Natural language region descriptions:
........
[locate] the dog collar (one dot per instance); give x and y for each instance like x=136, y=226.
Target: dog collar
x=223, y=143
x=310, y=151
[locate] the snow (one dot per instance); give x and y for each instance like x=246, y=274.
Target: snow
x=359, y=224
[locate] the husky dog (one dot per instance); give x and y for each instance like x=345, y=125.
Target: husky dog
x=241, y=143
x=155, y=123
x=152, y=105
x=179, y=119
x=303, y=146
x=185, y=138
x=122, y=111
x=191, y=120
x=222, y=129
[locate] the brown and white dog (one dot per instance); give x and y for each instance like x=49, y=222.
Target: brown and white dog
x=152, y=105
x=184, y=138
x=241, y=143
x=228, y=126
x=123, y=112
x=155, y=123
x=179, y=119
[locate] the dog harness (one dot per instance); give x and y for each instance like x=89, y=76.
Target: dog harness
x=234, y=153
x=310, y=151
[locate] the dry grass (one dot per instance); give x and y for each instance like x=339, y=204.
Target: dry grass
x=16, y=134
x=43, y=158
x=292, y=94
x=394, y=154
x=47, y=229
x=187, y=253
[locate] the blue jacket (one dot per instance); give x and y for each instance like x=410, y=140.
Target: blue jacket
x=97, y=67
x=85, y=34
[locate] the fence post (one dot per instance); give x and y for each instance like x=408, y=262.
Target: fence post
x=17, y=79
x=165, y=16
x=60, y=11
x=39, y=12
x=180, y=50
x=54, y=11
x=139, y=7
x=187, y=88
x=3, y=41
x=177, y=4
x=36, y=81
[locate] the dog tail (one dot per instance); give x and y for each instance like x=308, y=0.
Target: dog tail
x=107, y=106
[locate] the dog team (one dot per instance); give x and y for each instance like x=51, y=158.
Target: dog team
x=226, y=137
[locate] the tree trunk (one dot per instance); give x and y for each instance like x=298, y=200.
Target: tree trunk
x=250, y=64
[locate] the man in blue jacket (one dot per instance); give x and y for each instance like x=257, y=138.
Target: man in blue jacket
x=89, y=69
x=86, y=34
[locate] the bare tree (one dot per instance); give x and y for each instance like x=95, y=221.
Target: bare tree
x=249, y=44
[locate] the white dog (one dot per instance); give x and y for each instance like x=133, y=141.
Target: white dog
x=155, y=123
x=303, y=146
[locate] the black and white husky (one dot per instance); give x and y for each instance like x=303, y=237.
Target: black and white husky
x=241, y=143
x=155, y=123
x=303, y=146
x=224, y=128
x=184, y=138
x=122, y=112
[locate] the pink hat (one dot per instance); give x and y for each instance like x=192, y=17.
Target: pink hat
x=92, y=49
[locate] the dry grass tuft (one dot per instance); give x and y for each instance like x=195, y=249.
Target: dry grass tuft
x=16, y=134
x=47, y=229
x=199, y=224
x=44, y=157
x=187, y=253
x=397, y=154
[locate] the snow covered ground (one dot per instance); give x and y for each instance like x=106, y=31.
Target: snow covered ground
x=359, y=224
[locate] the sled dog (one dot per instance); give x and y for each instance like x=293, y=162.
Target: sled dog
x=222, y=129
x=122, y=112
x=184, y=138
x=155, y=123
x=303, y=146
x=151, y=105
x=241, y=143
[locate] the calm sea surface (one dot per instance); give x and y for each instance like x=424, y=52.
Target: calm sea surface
........
_GOAL OF THE EXERCISE:_ In how many lines of the records does the word "surface" appear? Reply with the number only.

_RESULT OF THIS EXERCISE:_ 2